***** Excerpted data

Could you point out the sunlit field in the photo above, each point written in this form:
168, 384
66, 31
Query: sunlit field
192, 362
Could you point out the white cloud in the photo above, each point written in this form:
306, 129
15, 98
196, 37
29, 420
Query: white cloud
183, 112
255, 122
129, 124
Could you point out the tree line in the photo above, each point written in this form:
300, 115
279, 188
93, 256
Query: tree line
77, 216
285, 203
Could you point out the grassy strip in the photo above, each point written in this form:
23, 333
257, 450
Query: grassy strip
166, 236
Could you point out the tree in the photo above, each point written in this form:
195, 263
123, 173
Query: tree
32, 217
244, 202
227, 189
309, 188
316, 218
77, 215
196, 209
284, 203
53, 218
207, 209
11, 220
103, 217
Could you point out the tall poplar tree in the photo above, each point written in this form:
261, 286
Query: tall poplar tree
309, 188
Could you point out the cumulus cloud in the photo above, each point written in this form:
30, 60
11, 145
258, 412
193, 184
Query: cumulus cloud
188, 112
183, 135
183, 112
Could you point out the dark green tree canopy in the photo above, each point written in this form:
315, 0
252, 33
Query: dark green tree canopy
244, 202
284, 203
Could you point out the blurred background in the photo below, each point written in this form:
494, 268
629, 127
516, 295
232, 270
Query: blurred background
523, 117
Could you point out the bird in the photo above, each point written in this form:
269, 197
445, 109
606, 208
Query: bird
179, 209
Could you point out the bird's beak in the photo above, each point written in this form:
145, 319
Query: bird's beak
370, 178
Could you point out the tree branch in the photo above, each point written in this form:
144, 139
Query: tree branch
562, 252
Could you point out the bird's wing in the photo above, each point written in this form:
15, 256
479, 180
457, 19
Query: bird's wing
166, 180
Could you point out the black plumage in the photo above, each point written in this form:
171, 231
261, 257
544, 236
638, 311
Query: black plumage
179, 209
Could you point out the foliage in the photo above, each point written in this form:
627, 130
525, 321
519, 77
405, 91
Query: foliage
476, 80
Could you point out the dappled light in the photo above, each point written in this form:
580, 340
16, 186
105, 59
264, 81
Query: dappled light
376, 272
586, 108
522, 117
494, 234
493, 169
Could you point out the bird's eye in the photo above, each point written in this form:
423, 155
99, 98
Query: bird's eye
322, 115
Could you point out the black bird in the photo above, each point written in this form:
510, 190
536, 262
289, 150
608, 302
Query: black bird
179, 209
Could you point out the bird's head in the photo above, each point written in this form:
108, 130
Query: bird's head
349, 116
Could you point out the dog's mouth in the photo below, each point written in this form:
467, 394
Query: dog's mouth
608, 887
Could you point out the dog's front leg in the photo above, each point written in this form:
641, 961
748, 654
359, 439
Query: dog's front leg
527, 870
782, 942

**********

> Work to complete
Please extract exactly, and only, the lines from the line containing "Could you point out the bird's eye" through the last line of the records.

> Problem solution
Could you point out the bird's eye in the photo above, each point written in this form:
423, 155
99, 98
Query: bird's eye
322, 115
Could you point out the black bird in the photo above, each point written in this form:
510, 190
536, 262
289, 150
608, 302
Query: black bird
179, 209
Could you point out the bird's head in the photo above, each point written in this form:
108, 130
Query: bird's head
349, 116
Could you point out the dog's mouth in the photo below, each point written in this form:
467, 394
Query: dog's mouth
608, 887
Could you point out the dog's front leg in the photo above, each point written in this form:
641, 961
748, 654
359, 439
Query: dog's front leg
527, 870
782, 942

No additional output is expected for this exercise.